DATASET RECORDS:
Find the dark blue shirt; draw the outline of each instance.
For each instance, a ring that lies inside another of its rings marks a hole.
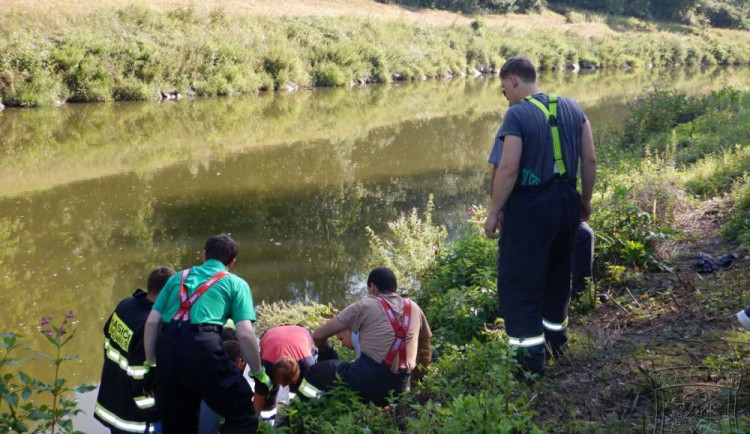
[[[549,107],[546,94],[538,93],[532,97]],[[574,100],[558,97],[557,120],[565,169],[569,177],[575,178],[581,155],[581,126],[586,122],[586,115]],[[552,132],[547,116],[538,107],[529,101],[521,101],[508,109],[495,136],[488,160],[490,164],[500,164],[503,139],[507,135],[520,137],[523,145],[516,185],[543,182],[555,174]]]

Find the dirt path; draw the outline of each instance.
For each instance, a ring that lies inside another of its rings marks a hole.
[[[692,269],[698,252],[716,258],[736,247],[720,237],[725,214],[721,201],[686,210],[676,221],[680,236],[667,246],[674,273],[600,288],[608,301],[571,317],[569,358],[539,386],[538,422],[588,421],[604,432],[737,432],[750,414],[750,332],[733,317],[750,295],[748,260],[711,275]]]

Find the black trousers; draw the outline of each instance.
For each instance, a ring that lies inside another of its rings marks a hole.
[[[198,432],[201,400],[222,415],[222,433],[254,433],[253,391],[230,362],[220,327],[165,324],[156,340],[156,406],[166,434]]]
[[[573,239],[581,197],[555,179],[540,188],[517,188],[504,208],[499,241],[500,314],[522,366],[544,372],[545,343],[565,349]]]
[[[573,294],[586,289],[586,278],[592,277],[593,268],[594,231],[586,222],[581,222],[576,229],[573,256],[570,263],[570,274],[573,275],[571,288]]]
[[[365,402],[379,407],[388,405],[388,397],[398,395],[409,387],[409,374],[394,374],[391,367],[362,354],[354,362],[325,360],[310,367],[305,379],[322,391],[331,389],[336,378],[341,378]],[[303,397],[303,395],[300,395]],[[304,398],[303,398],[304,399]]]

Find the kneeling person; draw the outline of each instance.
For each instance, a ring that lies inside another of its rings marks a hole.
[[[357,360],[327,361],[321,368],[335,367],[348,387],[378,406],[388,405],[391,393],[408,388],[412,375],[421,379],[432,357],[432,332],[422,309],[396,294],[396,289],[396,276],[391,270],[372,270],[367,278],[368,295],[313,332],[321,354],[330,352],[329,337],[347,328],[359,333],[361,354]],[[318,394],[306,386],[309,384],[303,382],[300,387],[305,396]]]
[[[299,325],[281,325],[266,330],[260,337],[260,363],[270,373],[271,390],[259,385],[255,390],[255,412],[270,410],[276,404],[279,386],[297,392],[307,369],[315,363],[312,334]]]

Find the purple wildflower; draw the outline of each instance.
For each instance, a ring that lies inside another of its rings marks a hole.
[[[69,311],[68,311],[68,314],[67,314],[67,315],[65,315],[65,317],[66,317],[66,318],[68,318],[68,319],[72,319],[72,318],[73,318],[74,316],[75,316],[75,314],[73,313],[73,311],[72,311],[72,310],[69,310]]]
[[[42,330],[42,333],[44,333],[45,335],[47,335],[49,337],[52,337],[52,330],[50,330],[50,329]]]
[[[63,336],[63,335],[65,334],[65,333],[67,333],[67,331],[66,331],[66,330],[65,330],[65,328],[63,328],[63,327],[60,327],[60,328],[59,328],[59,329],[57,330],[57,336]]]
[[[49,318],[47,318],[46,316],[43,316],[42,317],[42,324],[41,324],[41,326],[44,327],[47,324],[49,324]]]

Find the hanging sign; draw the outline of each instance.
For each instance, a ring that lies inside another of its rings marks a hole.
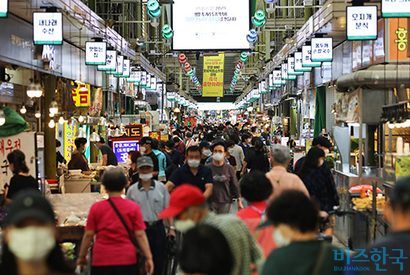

DIRECTIONS FOR THIS TASK: Only lines containing the word "Find" should be copied from the material above.

RESPONSE TO THIS EXERCISE:
Find the dark blue shirt; draw the outline of each instance.
Find the dirt path; draw the outline of each instance.
Find the black trousers; draw the outline of each instance.
Find the kneeling person; draw the outline of each instance.
Find the purple wildflower; draw the outline of each instance.
Find the hanging sign; draw the outline of each instance.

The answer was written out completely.